== Material for this task ==

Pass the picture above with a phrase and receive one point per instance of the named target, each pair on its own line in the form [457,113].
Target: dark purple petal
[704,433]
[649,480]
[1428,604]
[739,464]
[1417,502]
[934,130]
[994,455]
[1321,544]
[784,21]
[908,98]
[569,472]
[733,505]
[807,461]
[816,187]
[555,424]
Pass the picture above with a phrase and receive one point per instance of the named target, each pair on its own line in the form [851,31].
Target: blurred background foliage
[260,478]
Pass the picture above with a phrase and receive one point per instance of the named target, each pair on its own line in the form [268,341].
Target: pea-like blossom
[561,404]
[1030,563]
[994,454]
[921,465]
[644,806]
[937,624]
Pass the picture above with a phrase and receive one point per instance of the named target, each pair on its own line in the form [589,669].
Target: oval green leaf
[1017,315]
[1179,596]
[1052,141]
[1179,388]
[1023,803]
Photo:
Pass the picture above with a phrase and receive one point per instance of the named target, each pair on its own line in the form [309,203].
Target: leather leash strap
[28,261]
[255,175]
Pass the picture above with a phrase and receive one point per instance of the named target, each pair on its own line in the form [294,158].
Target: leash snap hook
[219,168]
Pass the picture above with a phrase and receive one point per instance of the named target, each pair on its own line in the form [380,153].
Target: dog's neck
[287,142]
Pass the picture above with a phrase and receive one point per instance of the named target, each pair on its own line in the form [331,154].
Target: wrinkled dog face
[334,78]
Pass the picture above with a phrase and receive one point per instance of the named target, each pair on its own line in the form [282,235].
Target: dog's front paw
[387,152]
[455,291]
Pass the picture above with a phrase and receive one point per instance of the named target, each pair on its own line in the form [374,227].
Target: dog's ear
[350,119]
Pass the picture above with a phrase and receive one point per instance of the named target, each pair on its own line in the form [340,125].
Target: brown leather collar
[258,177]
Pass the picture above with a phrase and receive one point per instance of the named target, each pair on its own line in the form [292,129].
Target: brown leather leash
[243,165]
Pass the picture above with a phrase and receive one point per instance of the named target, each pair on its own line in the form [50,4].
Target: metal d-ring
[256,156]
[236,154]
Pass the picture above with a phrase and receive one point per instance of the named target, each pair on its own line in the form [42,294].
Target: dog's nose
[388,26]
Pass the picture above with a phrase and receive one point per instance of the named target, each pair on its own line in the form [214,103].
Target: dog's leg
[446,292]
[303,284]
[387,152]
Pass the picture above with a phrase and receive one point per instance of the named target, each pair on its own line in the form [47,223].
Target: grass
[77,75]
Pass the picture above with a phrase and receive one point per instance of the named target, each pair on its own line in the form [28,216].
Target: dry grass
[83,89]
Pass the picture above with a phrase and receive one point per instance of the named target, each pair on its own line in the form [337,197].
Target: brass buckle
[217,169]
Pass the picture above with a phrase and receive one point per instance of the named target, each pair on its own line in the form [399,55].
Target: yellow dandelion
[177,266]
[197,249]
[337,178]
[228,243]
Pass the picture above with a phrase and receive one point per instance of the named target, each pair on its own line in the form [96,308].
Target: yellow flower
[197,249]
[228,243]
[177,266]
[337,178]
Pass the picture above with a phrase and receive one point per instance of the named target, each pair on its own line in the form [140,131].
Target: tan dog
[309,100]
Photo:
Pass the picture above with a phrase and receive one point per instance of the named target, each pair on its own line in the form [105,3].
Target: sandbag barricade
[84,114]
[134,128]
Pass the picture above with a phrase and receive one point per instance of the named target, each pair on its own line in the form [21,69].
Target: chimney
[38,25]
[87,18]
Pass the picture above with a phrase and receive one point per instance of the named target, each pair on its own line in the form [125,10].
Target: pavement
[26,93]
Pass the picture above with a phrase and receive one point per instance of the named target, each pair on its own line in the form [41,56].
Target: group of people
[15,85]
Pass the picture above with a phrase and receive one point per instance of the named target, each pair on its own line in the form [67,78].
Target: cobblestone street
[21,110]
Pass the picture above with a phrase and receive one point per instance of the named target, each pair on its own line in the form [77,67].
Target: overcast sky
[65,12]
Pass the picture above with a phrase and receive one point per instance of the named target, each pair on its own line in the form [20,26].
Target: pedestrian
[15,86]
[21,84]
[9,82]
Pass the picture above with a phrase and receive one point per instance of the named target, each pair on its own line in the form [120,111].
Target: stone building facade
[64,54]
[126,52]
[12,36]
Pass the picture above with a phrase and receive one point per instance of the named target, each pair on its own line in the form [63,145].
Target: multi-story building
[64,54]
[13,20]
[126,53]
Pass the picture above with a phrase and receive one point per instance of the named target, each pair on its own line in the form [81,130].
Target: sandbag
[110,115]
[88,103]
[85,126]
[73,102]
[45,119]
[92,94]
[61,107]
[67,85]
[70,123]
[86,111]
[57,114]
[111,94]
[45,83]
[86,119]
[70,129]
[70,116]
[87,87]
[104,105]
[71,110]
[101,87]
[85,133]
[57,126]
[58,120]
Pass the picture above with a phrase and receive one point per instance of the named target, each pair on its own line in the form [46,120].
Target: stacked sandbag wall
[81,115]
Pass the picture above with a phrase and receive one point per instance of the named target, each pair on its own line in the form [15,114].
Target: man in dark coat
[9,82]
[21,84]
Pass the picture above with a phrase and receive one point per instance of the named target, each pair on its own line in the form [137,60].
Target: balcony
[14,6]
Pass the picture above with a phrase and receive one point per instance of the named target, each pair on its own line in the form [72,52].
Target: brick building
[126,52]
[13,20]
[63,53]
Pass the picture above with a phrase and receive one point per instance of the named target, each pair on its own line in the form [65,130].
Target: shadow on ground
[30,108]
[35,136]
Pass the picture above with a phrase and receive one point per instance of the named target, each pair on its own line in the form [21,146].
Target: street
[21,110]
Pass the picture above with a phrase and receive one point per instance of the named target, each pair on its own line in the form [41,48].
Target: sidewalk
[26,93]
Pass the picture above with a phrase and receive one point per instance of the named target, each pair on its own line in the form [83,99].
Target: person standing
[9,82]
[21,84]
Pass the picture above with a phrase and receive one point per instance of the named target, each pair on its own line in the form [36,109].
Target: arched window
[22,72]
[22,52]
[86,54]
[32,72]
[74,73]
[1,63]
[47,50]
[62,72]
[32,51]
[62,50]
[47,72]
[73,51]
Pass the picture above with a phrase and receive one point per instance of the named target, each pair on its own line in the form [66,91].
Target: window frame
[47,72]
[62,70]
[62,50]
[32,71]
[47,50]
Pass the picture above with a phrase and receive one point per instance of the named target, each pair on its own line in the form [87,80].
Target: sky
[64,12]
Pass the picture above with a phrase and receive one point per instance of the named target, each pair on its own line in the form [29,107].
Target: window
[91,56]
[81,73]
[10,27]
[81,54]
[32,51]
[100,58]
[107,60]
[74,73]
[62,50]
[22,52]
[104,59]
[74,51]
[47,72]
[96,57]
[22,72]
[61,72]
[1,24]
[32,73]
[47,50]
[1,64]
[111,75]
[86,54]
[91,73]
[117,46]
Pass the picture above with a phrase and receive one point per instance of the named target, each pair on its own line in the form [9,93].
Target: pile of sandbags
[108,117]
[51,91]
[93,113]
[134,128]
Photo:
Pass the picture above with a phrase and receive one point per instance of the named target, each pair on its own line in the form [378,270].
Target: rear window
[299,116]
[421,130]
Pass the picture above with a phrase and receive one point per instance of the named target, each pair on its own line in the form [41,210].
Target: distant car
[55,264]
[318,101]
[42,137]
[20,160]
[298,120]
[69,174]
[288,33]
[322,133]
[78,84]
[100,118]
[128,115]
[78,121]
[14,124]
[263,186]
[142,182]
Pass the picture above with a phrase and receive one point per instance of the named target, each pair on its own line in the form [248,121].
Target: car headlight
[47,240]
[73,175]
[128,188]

===

Directions:
Extract the data exactly as given.

Solution to the exercise:
Pass the picture above with a phrase and receive one point per instance of the named target, each pair on its own line in the form [457,113].
Target: dark purple petal
[704,433]
[649,480]
[1428,604]
[739,464]
[1417,502]
[934,130]
[994,455]
[1321,544]
[784,21]
[908,98]
[569,472]
[733,505]
[807,461]
[816,187]
[555,424]
Pass the picture above with a phrase and receive one point per instance of the named target, each pair on its own line in the form [851,31].
Target: blurred background foliage
[260,478]
Pass the picture above with a phrase and receive one point per instance of the named target, each pair on its own line in the form [268,341].
Target: pea-like blossom
[561,404]
[1030,563]
[994,454]
[921,465]
[644,806]
[937,624]
Pass the picture above with a phrase and receive one point per instance of the named target, each pair on its own line in the form [589,669].
Target: oval green leaf
[1017,315]
[1179,596]
[1052,141]
[1179,388]
[1023,803]
Photo:
Pass the picture above with a phrase and receive one point per instance of the named target, each pair on its own line in the form [309,203].
Target: leather leash strap
[28,261]
[255,175]
Pass the picture above with a phrase and receive one point per instance of the named target, each pair on its own line in the form [294,158].
Target: leash snap hook
[219,168]
Pass the picture above with a phrase and receive one point per instance of the named target, each pair on its own line in the form [380,153].
Target: dog's neck
[287,142]
Pass the picture above with a phrase and receive one point per instance of the named target, each pair on its own line in the form [331,154].
Target: wrinkled dog face
[334,78]
Pass the picture above with a phrase and receive one point per instance of the named target, each pair on its own line in the form [282,235].
Target: dog's front paw
[387,152]
[455,291]
Pass the picture above with a phrase and receive one point per instance of the named target, each pair on its own line in the form [374,227].
Target: dog's ear
[350,119]
Pass the picture above with a phrase and receive one point per instance of the named target, each pair on its own line in the form [340,125].
Target: brown leather collar
[258,177]
Pass the picture above with a phrase and receive one point per instance of the named target, each pair on its own line in the form [292,129].
Target: brown leather leash
[243,165]
Pass the picture above with a phrase and receive one point per instance of the named target, each pair on its own line in the form [50,4].
Target: metal d-ring
[256,156]
[236,154]
Pass the picture above with a phrase and receive one point per instance of the named target, each pair on its own line in the form [42,294].
Target: dog's nose
[388,26]
Pass the picture above with a phrase and receive one point per instance of the named target, each pair on its own line in the form [214,103].
Target: dog's leg
[446,292]
[303,284]
[387,152]
Pass the picture above with a phrase and receive one point per instance of the named target, each pair on its own line in the form [47,223].
Target: grass
[77,75]
Pass the picture above with a phrase and receive one point per instance of the named target, each pair on its own line in the form [28,216].
Target: dry grass
[83,89]
Pass the picture above with a phrase and receive one point per instance of the named target, each pair on its own line in the form [337,197].
Target: brass buckle
[217,169]
Pass the picture above with a phrase and receive one point per instance of the named target, each pair on its own line in the form [399,55].
Target: yellow dandelion
[177,266]
[197,249]
[337,178]
[228,243]
Pass the picture above with a phrase and receive one point per instance of the named target, each pair on its own line in the form [96,308].
Target: yellow flower
[197,249]
[228,243]
[177,266]
[337,178]
Pass the picture above with a phrase and receive one point per instance of the named target, each pair on its own line in the form [140,131].
Target: tan dog
[309,100]
Photo:
Pass the picture above with a phrase and receive one point per instance of the named target, each pair on its own line in the form [105,3].
Target: sandbag barricade
[84,114]
[134,128]
Pass the picture above with a phrase and receive one point per instance of the named target, each pair on its own line in the form [21,69].
Target: chimney
[38,25]
[87,18]
Pass the picture above with a phrase and receive one point per instance of the named target, each pair on its own line in the form [125,10].
Target: pavement
[26,93]
Pass the picture above with a phrase and receive one point per instance of the named target, each pair on its own line in the form [41,56].
Target: group of people
[15,85]
Pass the picture above with a phrase and receive one point per instance of the named target, each pair on its own line in the form [67,78].
Target: cobblestone street
[21,110]
Pass the picture above with a phrase and receive one point per instance of the named target, each pair on its own line in the form [77,67].
Target: overcast sky
[65,12]
Pass the picture above with a phrase and receive one point per instance of the named target, each pair on its own line in the form [20,26].
Target: pedestrian
[15,86]
[21,84]
[9,82]
Pass the picture above with a phrase and receive one point per instance of the named target, each pair on its own line in the form [120,111].
Target: stone building facade
[64,54]
[126,52]
[12,36]
Pass the picture above with a phrase and receive one point per instance of the named target, each pair on its own line in the form [63,145].
Target: multi-story building
[64,54]
[13,20]
[126,53]
Pass the picture above with a phrase and receive one point per instance of the named target, each pair on its own line in the form [81,130].
Target: sandbag
[110,115]
[88,103]
[85,126]
[73,102]
[45,119]
[92,94]
[61,107]
[67,85]
[70,123]
[86,111]
[57,114]
[111,94]
[45,83]
[86,119]
[70,129]
[70,116]
[87,87]
[104,105]
[71,110]
[101,87]
[85,133]
[57,126]
[58,120]
Pass the picture above with a phrase and receive one point per instance of the named target, each pair on its own line in the form [46,120].
Target: stacked sandbag wall
[81,115]
Pass the picture above with a phrase and receive one point per instance of the named target, each pair on its own line in the form [15,114].
Target: man in dark coat
[9,82]
[21,84]
Pass the picture above with a phrase and receive one point per instance of the named target, each pair on its own line in the form [137,60].
Target: balcony
[14,6]
Pass the picture above with a phrase and receive one point per instance of the named target, each pair on its own line in the form [72,52].
Target: brick building
[126,52]
[13,20]
[63,53]
Pass the picture above with a phrase and receive one point per instance of the named target, each pair on its own line in the form [65,130].
Target: shadow on ground
[30,108]
[35,136]
Pass the picture above with a phrase and receive one point per instance of the named target, each pair on its own line in the form [21,146].
Target: street
[21,110]
Pass the picture above with a phrase and receive one point per instance of the named target, each pair on its own line in the form [41,48].
Target: sidewalk
[26,93]
Pass the picture above with a phrase and receive one point per instance of the named target, each pair on its own line in the form [83,99].
Target: person standing
[9,82]
[21,84]
Pass the picture above with a phrase and receive one point per instance of the named target, each pair on its own line in the form [36,109].
Target: arched window
[22,72]
[22,52]
[86,54]
[32,72]
[74,73]
[1,63]
[47,50]
[62,72]
[32,51]
[62,50]
[47,72]
[73,51]
Pass the picture above with a phrase and receive one point per instance of the named target, each pair on its own line in the form [66,91].
Target: window frame
[47,72]
[62,70]
[62,50]
[32,71]
[47,50]
Pass the picture above with a phrase and receive one point per instance of the named target, each pair on its own line in the form [87,80].
Target: sky
[64,12]
Pass the picture above with a phrase and receive one point per instance of the named target, each pair on its own line in the form [29,107].
Target: window
[91,56]
[81,73]
[10,27]
[81,54]
[32,51]
[100,58]
[107,60]
[74,73]
[62,50]
[22,52]
[104,59]
[74,51]
[47,72]
[96,57]
[22,72]
[61,72]
[1,24]
[32,73]
[47,50]
[1,64]
[111,75]
[86,54]
[91,73]
[117,46]
Pass the picture above with a phrase and receive one point per instance of the named target, each pair on its own line in the form [9,93].
Target: pile of sandbags
[108,117]
[51,91]
[93,113]
[134,128]
Photo:
Pass the picture above with a phrase and receive one point per instance of the named target, each pair on its own line in the form [378,270].
Target: rear window
[299,116]
[421,130]
Pass the picture above with a phrase and receive one point per instance of the named target, each pair on its own line in the form [41,210].
Target: distant car
[55,264]
[318,101]
[42,137]
[20,160]
[298,120]
[69,174]
[288,33]
[322,133]
[78,84]
[100,118]
[128,115]
[78,121]
[14,124]
[263,186]
[142,182]
Pass the picture above with a phrase and receive one point per instance of the named target, each pair on its own line in the form [248,121].
Target: car headlight
[47,240]
[73,175]
[128,188]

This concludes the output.